Excerpt from a dataset
-- Start --

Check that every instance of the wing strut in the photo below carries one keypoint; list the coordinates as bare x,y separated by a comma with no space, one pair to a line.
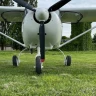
12,39
77,36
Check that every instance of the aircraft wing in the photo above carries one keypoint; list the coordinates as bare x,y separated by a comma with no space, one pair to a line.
73,15
11,14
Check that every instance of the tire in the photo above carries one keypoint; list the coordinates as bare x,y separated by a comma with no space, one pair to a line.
68,61
15,61
38,65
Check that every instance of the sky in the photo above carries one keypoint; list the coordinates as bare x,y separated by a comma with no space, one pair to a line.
72,3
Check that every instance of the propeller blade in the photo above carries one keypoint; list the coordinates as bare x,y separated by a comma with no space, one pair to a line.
25,4
42,40
58,5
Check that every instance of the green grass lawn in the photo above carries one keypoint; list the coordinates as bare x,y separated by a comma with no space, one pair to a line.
56,80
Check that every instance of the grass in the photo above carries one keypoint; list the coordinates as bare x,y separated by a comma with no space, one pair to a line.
56,79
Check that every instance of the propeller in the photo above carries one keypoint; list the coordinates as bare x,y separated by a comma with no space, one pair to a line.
46,16
58,5
42,40
25,4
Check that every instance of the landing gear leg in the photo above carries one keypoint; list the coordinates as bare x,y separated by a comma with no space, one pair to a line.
38,62
16,60
67,59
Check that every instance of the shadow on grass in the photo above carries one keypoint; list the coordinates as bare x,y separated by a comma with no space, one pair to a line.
28,69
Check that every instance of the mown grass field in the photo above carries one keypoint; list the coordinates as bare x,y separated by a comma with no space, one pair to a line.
56,80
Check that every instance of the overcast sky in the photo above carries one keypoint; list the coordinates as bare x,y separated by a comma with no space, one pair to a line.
72,3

-- End --

**Task brief**
Set the data above down again exactly as given, with no pictures.

**Response below**
Check that every instance of the wing strut in the photo below carries one keypoint; list the coordinates as bare x,y separated by a comma with no space, one pair to a line.
12,39
77,36
Check that every instance of the aircraft wing in the photo above carries one keypoint; list the coordinates as bare x,y separated by a comma with no space, one pair to a line.
73,15
11,14
Check that every instance of the tire in the photo above carries one keypoint; list the coordinates as bare x,y separated by a comma with no space, one pair to a line.
68,61
15,61
38,65
Check that every instance of the sky in the photo above carries one keypoint; list the coordinates as bare x,y separated by a comma with no space, one pair to a line.
72,3
Check that every instance of the propeller blade in the photo above carries one keypoint; list the coordinates as bare x,y separated by a comma with no space, one pair to a line.
25,4
42,40
58,5
Check that every instance of the green grass lawn in the photo above carries one keypoint; list the coordinates as bare x,y separated by a comma with no space, one pair to a line.
56,80
Check that every instance of the grass in the photo above carries one keypoint; list the coordinates as bare x,y separated by a comma with no space, one pair to a line.
56,79
Check that every instance of the propeller in the photo above carries one keypoint; list the coordinates as bare x,y separated by a comma with no space, one pair to a line.
46,16
58,5
42,40
25,4
Check that every instance of the landing gear leg in the photo above carries one keypoint; list the coordinates as bare x,y separated by a comma with no space, one pair to a line.
38,62
16,60
67,59
Check that every instance of the shadow on grass in the photo above carries one keypoint; list the coordinates as bare x,y separated by a comma with no space, one pair to a line.
28,69
Check that every instance of the mown grass field in the photo above carries one keypoint; list the coordinates as bare x,y separated by a comma with no space, one pair to a line.
56,80
Check that every instance of the overcast sky in the photo above carries one keypoint; list the coordinates as bare x,y separated by a comma with no space, one pair to a line.
72,3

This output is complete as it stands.